[start Stored data]

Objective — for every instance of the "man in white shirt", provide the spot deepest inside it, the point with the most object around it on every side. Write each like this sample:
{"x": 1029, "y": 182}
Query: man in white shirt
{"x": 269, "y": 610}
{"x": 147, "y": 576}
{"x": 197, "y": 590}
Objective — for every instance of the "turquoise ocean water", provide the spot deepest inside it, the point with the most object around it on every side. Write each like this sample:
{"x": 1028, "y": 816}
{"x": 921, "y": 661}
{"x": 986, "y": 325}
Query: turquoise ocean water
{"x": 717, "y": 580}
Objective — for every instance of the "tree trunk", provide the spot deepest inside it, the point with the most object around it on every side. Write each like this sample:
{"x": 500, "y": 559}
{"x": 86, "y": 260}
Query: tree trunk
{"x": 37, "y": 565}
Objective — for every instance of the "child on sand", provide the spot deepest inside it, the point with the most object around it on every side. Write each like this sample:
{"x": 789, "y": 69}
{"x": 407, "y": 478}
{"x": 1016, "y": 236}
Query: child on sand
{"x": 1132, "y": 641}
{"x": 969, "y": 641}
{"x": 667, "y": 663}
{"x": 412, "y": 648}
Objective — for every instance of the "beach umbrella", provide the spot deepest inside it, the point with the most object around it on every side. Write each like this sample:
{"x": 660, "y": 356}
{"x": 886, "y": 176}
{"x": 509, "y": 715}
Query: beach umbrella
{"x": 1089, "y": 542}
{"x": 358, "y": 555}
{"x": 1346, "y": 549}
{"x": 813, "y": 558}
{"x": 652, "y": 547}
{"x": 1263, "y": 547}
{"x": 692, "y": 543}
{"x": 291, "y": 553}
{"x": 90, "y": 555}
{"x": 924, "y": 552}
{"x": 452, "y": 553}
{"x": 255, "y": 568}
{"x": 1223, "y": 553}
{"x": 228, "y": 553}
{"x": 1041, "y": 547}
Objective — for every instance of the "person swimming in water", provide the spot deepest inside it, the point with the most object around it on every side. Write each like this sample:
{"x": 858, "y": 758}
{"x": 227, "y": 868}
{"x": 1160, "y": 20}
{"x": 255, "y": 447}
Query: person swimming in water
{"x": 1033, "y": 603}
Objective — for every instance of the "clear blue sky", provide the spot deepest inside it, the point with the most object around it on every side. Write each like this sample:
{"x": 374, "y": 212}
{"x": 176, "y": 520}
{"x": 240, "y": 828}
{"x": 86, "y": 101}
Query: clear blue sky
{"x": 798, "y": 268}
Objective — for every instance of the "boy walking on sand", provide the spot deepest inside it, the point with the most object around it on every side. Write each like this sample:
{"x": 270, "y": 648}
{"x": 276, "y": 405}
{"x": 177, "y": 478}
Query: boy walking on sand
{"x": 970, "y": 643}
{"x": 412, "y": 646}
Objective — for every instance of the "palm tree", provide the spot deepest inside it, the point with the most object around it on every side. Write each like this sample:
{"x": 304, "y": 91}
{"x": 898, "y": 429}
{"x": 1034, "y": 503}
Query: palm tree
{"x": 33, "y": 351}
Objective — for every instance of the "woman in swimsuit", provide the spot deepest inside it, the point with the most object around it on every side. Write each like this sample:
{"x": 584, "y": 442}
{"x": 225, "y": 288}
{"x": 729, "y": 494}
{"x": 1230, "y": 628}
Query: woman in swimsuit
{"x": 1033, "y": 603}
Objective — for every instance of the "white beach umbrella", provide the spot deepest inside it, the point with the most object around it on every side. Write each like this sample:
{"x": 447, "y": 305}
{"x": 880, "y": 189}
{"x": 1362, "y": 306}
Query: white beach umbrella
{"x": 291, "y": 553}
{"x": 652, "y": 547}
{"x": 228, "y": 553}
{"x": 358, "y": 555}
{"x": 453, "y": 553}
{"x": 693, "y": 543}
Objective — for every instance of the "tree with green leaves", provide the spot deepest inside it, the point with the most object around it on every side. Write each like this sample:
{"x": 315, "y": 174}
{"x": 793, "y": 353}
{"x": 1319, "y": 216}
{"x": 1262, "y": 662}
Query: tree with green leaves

[end Stored data]

▶ **Task statement**: List every line in the rows above that contains the string "swimming", treating uppercase and lowercase as different.

▶ **Task output**:
Objective — for every instance of the "person swimming in water", provide the spot deepest inside it, the point with the most object around it on every side. Write each like this sample:
Query: person swimming in water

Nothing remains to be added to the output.